→ **WORK INSTRUCTIONS**:
Your output should be the entries below, exact in every detail.

------ RECORDED INFORMATION ------

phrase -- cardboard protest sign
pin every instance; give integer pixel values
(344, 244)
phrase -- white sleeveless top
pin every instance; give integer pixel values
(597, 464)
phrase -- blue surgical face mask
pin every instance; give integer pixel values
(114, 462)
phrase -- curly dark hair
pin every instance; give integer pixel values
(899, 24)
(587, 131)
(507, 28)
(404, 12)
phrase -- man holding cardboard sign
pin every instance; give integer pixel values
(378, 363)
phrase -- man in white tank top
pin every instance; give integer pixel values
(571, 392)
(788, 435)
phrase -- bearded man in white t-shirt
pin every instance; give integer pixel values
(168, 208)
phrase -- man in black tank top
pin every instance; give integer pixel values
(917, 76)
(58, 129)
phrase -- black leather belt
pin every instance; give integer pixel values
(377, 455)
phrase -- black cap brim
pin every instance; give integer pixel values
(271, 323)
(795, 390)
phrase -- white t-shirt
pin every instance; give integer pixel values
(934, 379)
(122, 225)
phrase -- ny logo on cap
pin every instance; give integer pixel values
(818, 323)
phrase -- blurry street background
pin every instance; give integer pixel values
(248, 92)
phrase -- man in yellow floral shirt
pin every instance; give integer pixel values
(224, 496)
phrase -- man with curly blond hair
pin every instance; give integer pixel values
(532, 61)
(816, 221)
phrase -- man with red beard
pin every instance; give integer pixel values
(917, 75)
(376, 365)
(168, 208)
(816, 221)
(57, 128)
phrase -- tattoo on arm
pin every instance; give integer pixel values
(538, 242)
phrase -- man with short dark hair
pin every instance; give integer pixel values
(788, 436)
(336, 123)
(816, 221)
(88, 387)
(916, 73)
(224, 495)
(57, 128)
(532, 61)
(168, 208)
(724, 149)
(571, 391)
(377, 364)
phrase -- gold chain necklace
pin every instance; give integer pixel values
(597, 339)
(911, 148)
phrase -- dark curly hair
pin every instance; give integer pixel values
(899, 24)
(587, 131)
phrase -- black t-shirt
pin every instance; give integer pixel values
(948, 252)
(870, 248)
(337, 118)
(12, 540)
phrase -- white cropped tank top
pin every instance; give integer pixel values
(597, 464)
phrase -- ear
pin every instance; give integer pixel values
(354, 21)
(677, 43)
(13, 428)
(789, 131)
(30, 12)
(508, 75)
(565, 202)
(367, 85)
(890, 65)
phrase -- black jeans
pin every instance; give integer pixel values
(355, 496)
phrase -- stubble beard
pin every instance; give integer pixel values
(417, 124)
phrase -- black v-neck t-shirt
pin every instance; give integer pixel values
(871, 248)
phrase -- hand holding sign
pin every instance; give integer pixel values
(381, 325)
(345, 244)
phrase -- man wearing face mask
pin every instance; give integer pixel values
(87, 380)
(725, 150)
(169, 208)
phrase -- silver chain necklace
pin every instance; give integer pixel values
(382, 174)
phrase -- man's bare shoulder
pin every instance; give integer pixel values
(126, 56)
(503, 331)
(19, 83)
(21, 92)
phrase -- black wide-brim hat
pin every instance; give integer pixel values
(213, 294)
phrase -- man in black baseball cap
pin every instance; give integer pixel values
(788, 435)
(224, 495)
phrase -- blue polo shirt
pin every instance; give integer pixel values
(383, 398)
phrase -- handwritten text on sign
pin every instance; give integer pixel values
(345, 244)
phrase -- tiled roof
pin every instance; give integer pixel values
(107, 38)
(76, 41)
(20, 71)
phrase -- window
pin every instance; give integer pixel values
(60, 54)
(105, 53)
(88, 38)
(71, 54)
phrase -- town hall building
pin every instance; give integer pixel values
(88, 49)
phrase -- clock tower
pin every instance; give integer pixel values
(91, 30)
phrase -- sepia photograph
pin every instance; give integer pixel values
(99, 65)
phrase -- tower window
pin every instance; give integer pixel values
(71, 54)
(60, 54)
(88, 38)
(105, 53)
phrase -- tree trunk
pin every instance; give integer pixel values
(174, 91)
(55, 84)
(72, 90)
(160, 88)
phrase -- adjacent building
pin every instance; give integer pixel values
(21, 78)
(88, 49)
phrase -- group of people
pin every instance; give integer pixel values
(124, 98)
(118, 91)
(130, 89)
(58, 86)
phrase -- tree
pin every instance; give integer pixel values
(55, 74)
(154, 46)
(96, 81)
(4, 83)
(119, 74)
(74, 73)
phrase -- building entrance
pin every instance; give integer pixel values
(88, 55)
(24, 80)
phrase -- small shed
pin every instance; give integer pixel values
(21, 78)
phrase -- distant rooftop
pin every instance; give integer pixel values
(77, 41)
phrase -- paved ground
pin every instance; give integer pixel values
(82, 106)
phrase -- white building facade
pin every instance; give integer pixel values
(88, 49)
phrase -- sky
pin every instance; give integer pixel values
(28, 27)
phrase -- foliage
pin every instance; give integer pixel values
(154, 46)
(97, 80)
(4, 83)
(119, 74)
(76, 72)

------

→ **RESPONSE TO THE EXERCISE**:
phrase -- cardboard protest sign
pin every instance; give integer pixel values
(344, 244)
phrase -- white sleeveless top
pin every instance; give integer pixel values
(597, 464)
phrase -- blue surgical face mask
pin every instance; give integer pixel values
(114, 462)
phrase -- curly dark hair
pin every instance; give integer pixel values
(899, 24)
(587, 131)
(507, 28)
(404, 12)
phrase -- man holding cardboard sign
pin every instance; give integer pixel values
(378, 363)
phrase -- man in white tank top
pin every instance; give integer pixel values
(571, 392)
(788, 435)
phrase -- bearded man in white t-shirt
pin every instance; give integer pixel values
(168, 208)
phrase -- man in black tank top
pin every instance; give integer pixel values
(917, 76)
(58, 129)
phrase -- black leather belt
pin every instance; give integer pixel values
(377, 455)
phrase -- black cap brim
pin every instance; give integer pixel values
(271, 323)
(795, 390)
phrase -- white t-shirt
pin every instance; give integer pixel values
(934, 379)
(122, 225)
phrase -- ny logo on cap
pin every instance; give integer pixel values
(818, 323)
phrase -- blurry street background
pin every instance; give integer pixel values
(248, 92)
phrase -- man in yellow floral shirt
pin every instance; give integer pixel values
(224, 496)
phrase -- man with curly blond hair
pin every instance; give integer pixel values
(532, 61)
(816, 221)
phrase -- man with red beard
pin every instance; give integer pixel values
(917, 75)
(376, 365)
(168, 208)
(816, 221)
(57, 128)
phrase -- tattoo on arm
pin every instance; give integer pixel values
(538, 242)
phrase -- man with short dark hair
pin every instance; give integer pixel values
(788, 436)
(336, 123)
(816, 221)
(88, 387)
(916, 73)
(224, 495)
(57, 128)
(532, 61)
(168, 208)
(724, 149)
(571, 391)
(377, 364)
phrase -- gold chain necklace
pin every instance; give integer pixel values
(597, 339)
(911, 148)
phrase -- dark curly hair
pin every instance; give integer pixel values
(899, 24)
(587, 131)
phrase -- black t-shirt
pin every instance; give integer pixel values
(948, 252)
(870, 248)
(337, 118)
(12, 540)
phrase -- white cropped tank top
pin every instance; give integer pixel values
(597, 464)
phrase -- ear
pin every instance; give integer pixel values
(354, 21)
(677, 43)
(13, 428)
(789, 131)
(30, 12)
(508, 75)
(565, 202)
(367, 85)
(890, 65)
phrase -- black jeans
pin every instance; give integer pixel values
(355, 496)
phrase -- stubble beard
pin every instance; give integer pixel values
(417, 124)
phrase -- black v-neck t-shirt
pin every instance; give integer pixel values
(871, 248)
phrase -- hand holding sign
pin every instance; give integer pixel values
(381, 325)
(345, 244)
phrase -- man wearing face mask
pin every instance; give integer pixel values
(87, 380)
(725, 150)
(169, 208)
phrase -- silver chain necklace
pin every instance; give integer pixel values
(382, 174)
phrase -- man's bare shoulder
pin every instance; give integer pixel values
(126, 56)
(503, 331)
(19, 83)
(21, 92)
phrase -- black wide-brim hat
pin every instance; give integer pixel values
(213, 294)
phrase -- man in black baseball cap
pin every instance; give integer pixel values
(788, 435)
(224, 495)
phrase -- blue polo shirt
pin every instance; give integer pixel values
(383, 398)
phrase -- handwritten text on sign
pin every instance; give integer pixel values
(345, 244)
phrase -- tiled roof
pin every instance; give integer pixel values
(107, 38)
(76, 41)
(20, 71)
phrase -- window
pin every instance; give integer pixel values
(60, 54)
(105, 53)
(88, 38)
(71, 54)
phrase -- town hall building
pin every instance; give integer pixel values
(88, 49)
phrase -- clock tower
pin every instance; give integer pixel values
(91, 30)
phrase -- sepia photograph
pin every instance; give integer pixel values
(99, 65)
phrase -- tower window
pin every instance; give integer pixel values
(71, 54)
(60, 54)
(88, 38)
(105, 53)
phrase -- tree trunk
pin every instance; give integer pixel values
(174, 91)
(55, 84)
(72, 90)
(160, 88)
phrase -- adjacent building
pin every instance; give integer pixel values
(21, 78)
(88, 49)
phrase -- group of people
pin every instance; give integer pixel values
(124, 98)
(118, 91)
(130, 89)
(58, 86)
phrase -- tree
pin every instance; give integer pixel values
(55, 74)
(154, 46)
(96, 81)
(4, 83)
(119, 74)
(74, 73)
phrase -- building entrance
pin every instance; give integer pixel values
(88, 55)
(24, 80)
phrase -- small shed
pin every instance; give integer pixel values
(21, 78)
phrase -- distant rooftop
pin every instance; give integer pixel values
(77, 41)
phrase -- paved ground
pin every instance; give integer pixel values
(82, 106)
phrase -- white building facade
pin every instance; give integer pixel values
(88, 49)
phrase -- sky
pin every instance; give integer pixel values
(28, 27)
phrase -- foliage
pin every instance; give integer pixel values
(154, 46)
(97, 80)
(4, 83)
(119, 74)
(76, 72)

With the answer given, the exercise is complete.